[Exercise details] Below are some records. Repeat exactly the lines from the one containing "Target: wall" through the final line.

[Input data]
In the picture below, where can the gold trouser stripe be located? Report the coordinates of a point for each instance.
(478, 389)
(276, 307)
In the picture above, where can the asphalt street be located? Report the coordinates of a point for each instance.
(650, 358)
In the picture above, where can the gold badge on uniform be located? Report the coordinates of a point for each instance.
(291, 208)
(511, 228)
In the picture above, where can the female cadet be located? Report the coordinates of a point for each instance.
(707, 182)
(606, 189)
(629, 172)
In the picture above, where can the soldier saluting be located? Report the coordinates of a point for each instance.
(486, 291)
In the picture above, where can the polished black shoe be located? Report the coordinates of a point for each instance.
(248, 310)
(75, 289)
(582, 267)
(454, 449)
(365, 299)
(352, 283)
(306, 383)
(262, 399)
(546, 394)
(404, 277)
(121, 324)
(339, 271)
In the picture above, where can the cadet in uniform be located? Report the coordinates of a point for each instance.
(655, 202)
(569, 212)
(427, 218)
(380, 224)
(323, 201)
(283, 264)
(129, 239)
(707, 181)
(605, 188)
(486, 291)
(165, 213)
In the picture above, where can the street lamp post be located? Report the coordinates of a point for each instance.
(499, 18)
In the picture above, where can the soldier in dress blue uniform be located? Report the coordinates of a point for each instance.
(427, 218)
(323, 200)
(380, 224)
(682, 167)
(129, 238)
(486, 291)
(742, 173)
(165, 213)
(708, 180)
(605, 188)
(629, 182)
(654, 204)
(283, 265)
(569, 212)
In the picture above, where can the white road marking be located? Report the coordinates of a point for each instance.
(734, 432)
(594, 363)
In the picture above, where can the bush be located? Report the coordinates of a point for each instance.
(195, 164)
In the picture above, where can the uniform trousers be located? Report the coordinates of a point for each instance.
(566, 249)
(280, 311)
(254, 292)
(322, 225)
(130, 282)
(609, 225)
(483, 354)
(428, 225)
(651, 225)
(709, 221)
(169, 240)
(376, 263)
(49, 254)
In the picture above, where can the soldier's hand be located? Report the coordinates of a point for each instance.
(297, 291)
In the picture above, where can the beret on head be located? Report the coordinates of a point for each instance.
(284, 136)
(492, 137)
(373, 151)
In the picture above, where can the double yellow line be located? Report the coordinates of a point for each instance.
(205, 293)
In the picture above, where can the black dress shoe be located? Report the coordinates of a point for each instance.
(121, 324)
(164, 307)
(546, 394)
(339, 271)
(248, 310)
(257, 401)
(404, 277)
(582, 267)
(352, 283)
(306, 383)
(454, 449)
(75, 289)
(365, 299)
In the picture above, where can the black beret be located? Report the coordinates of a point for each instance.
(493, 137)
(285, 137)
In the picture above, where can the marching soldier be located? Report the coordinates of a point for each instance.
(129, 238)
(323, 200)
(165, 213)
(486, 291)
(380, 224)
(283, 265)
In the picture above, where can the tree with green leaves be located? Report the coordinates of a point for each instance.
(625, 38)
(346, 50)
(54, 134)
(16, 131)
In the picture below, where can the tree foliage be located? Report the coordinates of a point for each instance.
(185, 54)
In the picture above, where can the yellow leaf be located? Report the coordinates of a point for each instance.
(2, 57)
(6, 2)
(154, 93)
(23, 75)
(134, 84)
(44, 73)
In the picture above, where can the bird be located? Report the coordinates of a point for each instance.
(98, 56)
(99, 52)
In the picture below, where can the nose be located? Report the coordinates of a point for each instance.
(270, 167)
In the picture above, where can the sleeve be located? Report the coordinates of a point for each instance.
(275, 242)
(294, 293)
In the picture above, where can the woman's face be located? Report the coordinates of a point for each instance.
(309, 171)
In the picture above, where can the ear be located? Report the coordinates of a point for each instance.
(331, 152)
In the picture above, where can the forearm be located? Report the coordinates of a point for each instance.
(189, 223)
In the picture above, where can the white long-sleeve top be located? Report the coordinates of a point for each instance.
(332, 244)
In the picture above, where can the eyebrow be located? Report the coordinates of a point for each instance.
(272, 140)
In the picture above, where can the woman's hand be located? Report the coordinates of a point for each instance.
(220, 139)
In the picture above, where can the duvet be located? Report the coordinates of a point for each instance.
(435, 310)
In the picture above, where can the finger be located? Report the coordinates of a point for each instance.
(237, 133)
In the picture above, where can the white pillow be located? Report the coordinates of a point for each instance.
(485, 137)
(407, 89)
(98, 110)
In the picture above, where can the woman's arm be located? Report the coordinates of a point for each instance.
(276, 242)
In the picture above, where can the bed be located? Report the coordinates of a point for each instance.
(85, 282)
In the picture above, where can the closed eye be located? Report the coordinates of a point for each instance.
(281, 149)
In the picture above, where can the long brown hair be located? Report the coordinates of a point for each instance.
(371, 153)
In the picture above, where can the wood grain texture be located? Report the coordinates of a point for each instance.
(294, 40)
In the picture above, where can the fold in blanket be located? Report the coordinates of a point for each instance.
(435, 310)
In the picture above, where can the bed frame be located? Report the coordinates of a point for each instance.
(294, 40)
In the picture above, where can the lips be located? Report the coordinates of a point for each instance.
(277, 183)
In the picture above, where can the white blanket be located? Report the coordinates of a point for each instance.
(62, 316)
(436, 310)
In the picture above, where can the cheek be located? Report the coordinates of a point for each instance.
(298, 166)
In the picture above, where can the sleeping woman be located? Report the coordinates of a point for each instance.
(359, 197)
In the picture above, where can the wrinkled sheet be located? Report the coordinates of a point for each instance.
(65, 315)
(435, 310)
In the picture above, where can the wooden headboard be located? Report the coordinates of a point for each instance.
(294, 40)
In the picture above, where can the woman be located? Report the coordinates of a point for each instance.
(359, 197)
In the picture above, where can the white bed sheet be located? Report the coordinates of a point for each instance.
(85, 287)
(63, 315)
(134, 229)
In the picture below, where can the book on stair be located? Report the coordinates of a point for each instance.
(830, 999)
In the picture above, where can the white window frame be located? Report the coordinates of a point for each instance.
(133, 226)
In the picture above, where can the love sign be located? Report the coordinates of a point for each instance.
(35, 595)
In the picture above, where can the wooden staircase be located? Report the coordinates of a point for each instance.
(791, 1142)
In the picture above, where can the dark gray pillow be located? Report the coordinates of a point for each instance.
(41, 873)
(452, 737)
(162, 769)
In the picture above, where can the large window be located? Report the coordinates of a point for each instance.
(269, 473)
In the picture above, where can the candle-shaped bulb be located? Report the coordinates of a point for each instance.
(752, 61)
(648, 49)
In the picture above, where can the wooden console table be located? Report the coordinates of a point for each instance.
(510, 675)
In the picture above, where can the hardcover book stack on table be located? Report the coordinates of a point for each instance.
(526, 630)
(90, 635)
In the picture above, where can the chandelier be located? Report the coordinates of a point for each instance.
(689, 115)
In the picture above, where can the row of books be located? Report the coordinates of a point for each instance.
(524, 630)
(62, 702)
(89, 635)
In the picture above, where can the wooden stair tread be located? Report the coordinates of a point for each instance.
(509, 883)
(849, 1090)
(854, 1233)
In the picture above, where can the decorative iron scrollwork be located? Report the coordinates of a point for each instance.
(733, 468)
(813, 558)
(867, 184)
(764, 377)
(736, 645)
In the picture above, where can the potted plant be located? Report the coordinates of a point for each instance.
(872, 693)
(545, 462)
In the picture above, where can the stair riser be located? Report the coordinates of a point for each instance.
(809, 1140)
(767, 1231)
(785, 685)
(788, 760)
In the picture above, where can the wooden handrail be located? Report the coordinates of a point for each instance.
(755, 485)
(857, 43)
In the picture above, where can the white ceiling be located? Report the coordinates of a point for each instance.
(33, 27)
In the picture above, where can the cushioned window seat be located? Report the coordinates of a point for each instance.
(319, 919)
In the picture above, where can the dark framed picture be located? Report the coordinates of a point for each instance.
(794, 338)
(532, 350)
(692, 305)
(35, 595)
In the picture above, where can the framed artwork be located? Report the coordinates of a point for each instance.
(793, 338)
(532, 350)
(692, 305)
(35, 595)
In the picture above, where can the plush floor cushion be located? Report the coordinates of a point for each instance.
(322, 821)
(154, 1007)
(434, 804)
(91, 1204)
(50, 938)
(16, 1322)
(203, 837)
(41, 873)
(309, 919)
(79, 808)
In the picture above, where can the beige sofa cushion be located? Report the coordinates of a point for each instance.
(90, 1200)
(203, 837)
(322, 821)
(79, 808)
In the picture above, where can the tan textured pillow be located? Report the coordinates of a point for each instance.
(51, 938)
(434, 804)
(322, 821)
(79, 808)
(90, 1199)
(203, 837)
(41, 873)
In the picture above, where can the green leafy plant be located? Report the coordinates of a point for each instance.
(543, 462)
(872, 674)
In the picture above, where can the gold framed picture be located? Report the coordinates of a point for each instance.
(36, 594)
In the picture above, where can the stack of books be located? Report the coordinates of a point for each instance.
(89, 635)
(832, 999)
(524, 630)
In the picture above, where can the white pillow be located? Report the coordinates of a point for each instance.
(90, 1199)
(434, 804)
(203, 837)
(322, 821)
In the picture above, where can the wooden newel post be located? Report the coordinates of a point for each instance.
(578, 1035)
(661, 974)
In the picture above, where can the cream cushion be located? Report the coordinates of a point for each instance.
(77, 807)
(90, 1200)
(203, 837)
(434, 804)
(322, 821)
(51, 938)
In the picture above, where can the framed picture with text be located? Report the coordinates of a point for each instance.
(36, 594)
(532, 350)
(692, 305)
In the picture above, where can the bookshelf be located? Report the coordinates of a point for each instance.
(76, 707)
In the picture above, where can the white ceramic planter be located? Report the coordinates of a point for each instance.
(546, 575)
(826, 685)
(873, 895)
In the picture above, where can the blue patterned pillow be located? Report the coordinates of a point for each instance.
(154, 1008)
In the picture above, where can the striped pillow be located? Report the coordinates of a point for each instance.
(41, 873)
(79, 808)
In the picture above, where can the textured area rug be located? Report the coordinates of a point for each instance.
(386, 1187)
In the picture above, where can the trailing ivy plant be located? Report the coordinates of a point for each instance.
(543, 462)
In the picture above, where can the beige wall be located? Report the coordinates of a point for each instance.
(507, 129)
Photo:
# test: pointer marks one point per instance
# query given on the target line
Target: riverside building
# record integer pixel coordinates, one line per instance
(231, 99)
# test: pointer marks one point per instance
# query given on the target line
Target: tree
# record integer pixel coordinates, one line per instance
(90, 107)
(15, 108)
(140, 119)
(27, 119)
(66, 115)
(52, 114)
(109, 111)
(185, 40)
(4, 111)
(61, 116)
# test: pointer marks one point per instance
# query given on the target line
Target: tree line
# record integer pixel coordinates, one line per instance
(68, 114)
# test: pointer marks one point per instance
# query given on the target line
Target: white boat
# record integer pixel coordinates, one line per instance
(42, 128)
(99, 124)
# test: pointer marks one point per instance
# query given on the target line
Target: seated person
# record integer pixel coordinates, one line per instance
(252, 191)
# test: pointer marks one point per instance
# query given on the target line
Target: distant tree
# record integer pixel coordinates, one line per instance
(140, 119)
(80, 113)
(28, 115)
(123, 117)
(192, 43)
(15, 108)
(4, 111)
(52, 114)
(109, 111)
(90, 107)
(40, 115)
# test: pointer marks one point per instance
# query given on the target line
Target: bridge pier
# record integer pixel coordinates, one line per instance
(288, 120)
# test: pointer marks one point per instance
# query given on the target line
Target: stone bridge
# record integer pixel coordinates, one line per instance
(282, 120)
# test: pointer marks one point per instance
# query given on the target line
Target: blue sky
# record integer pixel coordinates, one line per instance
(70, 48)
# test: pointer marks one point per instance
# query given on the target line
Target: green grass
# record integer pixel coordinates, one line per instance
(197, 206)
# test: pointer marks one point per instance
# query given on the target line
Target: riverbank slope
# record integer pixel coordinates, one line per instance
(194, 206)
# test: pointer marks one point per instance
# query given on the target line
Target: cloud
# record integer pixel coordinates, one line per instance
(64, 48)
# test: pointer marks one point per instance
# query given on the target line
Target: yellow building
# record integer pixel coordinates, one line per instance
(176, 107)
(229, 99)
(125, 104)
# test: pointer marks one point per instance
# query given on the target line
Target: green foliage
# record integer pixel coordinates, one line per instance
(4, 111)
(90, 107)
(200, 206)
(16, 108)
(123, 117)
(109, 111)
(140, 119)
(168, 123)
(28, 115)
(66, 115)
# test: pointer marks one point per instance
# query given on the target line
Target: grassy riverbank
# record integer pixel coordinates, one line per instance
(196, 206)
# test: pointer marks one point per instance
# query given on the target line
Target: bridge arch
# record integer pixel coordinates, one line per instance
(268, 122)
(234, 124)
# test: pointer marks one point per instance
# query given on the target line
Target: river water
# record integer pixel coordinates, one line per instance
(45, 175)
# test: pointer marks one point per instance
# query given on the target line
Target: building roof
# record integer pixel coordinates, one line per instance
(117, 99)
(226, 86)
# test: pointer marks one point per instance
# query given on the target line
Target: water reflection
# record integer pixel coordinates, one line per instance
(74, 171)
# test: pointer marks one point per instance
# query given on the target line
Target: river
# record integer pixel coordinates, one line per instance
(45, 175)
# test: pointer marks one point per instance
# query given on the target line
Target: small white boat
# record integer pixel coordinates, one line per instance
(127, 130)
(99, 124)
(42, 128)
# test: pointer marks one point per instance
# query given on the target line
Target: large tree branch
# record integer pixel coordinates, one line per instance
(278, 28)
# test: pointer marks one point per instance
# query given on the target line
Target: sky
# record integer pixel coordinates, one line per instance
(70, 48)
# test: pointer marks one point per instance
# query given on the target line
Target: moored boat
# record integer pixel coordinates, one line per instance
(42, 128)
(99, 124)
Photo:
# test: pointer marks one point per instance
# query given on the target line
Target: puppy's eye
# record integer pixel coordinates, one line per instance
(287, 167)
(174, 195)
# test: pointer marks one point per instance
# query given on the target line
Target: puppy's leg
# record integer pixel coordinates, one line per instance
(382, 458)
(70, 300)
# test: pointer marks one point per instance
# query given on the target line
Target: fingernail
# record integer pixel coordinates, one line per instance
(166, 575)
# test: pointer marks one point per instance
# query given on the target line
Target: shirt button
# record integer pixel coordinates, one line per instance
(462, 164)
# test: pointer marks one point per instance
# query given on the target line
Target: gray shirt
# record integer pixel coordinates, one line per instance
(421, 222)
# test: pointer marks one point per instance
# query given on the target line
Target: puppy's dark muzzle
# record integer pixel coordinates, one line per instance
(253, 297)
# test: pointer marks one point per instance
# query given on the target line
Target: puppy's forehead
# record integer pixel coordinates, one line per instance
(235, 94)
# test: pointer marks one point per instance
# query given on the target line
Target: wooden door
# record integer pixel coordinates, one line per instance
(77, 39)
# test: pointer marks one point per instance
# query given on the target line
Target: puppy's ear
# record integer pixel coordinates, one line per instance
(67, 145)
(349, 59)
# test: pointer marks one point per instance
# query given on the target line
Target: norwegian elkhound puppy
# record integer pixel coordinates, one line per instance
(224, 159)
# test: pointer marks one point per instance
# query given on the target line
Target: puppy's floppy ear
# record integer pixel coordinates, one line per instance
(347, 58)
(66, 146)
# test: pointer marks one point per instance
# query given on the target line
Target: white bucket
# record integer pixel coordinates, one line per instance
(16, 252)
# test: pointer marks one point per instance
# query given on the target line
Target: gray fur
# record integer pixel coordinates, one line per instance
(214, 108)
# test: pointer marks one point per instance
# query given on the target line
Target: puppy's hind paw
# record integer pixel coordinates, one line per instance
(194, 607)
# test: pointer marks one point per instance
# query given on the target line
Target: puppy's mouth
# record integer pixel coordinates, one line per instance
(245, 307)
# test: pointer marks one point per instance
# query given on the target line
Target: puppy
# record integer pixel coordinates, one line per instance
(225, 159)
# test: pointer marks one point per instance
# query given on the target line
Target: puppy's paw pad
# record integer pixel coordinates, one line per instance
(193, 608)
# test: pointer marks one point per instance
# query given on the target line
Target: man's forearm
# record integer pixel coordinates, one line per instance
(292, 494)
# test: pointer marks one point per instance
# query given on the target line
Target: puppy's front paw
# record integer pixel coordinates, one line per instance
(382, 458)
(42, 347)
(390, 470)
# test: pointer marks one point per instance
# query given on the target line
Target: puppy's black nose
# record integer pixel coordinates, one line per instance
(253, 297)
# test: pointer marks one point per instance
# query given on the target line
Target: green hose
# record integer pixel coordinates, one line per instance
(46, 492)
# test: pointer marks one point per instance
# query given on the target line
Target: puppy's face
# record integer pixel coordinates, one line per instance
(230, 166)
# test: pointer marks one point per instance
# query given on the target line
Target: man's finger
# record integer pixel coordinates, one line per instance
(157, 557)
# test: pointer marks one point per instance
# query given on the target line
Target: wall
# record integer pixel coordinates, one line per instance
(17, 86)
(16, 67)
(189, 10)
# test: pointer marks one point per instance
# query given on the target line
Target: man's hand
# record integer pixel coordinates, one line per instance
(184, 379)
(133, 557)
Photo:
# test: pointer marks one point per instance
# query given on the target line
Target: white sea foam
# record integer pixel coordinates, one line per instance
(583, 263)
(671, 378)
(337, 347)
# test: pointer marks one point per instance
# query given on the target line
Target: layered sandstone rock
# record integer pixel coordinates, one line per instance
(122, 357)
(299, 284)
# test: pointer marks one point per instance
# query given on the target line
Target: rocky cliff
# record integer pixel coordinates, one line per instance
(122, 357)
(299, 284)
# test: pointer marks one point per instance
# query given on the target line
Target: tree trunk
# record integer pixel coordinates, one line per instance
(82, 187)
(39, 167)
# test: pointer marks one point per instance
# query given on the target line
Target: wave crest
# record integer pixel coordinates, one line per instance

[Task result]
Target: wall
# record integer pixel coordinates, one line per instance
(17, 86)
(16, 67)
(189, 10)
# test: pointer marks one point per instance
# query given on the target line
Target: man's hand
# record integer pixel coordinates, one line per instance
(184, 379)
(133, 557)
Photo:
# test: pointer marks one point per instance
# query given on the target line
Target: white sea foam
# record integer pixel coordinates, one line per instance
(583, 263)
(671, 378)
(337, 347)
# test: pointer marks one point per instance
# query given on the target line
Target: layered sandstone rock
# record integer pixel coordinates, one line per instance
(122, 357)
(299, 284)
# test: pointer marks one point per instance
# query given on the target line
Target: rocky cliff
# record integer pixel coordinates, one line per instance
(122, 357)
(299, 284)
# test: pointer marks one point per instance
# query given on the target line
Target: tree trunk
# record integer pixel coordinates, one line per instance
(82, 187)
(39, 167)
# test: pointer marks one point per instance
# query given on the target line
Target: wave crest
# record integer pixel coordinates, one line per instance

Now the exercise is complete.